**Set problem 1**
Reproduce the passage of the article on The Midnight Sons from "The music was" to "follows these attempts.".
**Set problem 2**
According to the article on The Midnight Sons, on what date did the show begin its tour?

**Extract**
— begin —

The Midnight Sons is a 1909 American musical comedy that was popular upon its release.

The music was by Raymond Hubbell with a book by Glen MacDonough.   Opening on May 22, 1909, it ran for 257 performances at the old Broadway Theatre in New York City.

Plot
Senator Constant Noyes has four sons who are compelled to find jobs, and the loose plot follows these attempts.

Act 2 opened with the audience facing a false theater set filled with actors and wax dummies, before which the cast would give little performances with their back to the real audience.  The set audience included likenesses of famous New Yorkers including theatre critics.  Arthur Voegtlin was the set designer.

Blanche Ring's performance of I've Got Rings On My Fingers (And Bells On My Toes) became the hit of the show.

Reception
Staged by Lew Fields as a "summer" offering, it had preview performances outside New York and  play opened on May 22, 1909, at the old Broadway Theatre.

The play was quite popular with audiences and critics.  After running for 257 performances on Broadway, it went on tour starting on January 1, 1910.  After cast member Lotta Faust died in early 1910 of pneumonia, a benefit performance of the play was performed at the Broadway in May 1910 for her mother.

— end —

Shape boundary records:
— begin —

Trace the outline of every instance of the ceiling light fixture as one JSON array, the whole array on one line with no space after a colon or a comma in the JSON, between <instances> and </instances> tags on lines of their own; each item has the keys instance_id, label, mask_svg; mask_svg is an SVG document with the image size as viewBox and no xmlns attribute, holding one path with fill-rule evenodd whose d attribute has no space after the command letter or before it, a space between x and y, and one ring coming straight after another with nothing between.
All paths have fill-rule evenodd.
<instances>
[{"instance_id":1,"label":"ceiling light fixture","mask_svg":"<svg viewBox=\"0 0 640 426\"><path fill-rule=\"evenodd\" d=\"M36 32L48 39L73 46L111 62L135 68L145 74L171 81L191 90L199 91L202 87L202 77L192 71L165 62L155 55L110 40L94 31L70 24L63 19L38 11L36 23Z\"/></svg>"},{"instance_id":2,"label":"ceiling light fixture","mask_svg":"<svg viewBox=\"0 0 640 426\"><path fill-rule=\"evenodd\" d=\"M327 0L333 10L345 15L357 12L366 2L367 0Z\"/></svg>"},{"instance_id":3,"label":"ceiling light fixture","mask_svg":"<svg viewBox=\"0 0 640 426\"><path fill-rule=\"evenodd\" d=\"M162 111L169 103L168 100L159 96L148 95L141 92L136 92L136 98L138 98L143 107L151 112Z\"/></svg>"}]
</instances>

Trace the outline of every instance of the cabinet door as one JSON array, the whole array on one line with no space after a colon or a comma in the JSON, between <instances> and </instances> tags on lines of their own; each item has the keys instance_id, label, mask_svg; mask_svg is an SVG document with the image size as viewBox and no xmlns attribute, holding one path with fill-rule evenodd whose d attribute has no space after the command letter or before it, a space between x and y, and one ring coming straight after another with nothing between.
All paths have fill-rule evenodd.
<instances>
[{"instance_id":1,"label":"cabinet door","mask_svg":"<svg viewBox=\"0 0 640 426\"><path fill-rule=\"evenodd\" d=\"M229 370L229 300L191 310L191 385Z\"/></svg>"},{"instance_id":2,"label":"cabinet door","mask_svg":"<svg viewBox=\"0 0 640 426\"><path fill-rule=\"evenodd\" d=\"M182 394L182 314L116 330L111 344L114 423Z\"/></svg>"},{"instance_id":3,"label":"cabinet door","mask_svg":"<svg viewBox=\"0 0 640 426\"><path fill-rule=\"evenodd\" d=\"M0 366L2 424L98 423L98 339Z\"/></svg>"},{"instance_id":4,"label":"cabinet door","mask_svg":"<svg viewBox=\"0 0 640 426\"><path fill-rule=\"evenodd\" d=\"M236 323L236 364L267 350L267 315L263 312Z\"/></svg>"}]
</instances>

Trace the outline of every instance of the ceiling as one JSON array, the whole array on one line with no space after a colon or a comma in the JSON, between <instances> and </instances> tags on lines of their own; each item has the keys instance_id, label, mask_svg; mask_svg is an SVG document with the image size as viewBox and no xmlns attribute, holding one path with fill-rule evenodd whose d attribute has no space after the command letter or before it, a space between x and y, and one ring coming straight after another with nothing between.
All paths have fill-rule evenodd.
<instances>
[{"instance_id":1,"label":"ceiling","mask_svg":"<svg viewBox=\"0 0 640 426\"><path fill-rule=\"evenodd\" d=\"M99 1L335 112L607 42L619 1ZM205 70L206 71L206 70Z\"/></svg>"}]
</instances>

— end —

**Problem solution 1**
The music was by Raymond Hubbell with a book by Glen MacDonough.   Opening on May 22, 1909, it ran for 257 performances at the old Broadway Theatre in New York City.

Plot
Senator Constant Noyes has four sons who are compelled to find jobs, and the loose plot follows these attempts.

**Problem solution 2**
January 1, 1910.